Count the lines in the data below that contain the string "short", treating uppercase and lowercase as different, and reply with only that number.

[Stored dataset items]
════════════════
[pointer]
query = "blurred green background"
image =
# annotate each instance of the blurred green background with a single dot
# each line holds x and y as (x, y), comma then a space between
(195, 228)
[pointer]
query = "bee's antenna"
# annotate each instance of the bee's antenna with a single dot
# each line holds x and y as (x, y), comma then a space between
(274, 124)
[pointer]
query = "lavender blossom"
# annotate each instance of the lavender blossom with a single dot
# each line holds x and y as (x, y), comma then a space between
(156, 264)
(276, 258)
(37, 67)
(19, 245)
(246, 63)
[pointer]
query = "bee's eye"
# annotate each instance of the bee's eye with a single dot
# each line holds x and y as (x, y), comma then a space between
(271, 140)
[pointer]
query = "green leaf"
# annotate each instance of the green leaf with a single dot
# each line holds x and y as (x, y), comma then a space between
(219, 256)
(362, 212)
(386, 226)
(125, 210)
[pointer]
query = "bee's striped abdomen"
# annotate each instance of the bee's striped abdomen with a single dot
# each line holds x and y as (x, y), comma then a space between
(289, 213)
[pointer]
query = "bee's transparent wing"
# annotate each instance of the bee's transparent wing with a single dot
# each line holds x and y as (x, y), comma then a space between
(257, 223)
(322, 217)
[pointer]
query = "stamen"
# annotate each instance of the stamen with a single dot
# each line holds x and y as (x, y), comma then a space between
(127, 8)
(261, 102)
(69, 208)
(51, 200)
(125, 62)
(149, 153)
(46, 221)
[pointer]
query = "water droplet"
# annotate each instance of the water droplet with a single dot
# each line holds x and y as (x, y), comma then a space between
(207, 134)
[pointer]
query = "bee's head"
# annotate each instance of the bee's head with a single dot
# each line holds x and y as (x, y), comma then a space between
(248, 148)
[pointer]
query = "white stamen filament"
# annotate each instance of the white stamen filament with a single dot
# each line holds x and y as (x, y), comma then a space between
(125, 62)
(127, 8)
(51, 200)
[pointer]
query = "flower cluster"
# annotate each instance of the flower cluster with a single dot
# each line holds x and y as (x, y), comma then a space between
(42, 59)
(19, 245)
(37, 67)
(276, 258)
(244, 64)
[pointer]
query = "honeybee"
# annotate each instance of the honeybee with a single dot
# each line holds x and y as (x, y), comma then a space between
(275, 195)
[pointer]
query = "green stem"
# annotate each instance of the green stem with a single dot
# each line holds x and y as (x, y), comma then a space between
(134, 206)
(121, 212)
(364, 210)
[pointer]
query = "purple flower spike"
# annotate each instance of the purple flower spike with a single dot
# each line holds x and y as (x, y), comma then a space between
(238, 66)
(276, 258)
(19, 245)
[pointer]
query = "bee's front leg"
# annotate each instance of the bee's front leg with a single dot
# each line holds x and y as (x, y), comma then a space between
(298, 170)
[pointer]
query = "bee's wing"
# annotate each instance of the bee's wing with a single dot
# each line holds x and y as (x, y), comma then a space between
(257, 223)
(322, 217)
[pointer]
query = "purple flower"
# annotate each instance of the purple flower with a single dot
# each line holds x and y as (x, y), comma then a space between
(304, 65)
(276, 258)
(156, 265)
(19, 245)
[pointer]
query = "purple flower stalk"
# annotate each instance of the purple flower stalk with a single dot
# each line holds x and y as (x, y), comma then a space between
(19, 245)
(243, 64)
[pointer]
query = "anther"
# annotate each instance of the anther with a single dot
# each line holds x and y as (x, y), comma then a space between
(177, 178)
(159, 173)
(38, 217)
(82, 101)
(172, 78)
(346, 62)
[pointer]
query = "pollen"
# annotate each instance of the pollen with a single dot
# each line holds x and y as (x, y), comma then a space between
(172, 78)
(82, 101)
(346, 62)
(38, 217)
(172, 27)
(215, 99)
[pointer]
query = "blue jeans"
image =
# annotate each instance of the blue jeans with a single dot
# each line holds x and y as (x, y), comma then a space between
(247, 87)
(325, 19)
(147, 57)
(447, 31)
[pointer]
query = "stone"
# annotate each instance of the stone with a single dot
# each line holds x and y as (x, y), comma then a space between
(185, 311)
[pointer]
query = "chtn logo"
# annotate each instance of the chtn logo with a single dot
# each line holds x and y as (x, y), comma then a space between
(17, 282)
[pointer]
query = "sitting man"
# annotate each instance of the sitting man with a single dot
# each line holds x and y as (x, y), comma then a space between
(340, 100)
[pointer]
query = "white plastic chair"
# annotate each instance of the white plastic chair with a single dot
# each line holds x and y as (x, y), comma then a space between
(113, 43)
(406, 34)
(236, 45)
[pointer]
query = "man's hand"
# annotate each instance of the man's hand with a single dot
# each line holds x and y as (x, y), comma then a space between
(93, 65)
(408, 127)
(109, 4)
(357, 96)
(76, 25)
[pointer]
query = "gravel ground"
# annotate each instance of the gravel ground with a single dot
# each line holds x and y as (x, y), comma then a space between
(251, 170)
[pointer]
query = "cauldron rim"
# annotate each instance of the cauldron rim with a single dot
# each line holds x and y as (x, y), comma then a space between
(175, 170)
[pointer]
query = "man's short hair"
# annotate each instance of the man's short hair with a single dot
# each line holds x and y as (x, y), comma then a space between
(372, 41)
════════════════
ANSWER TO THIS PROBLEM:
2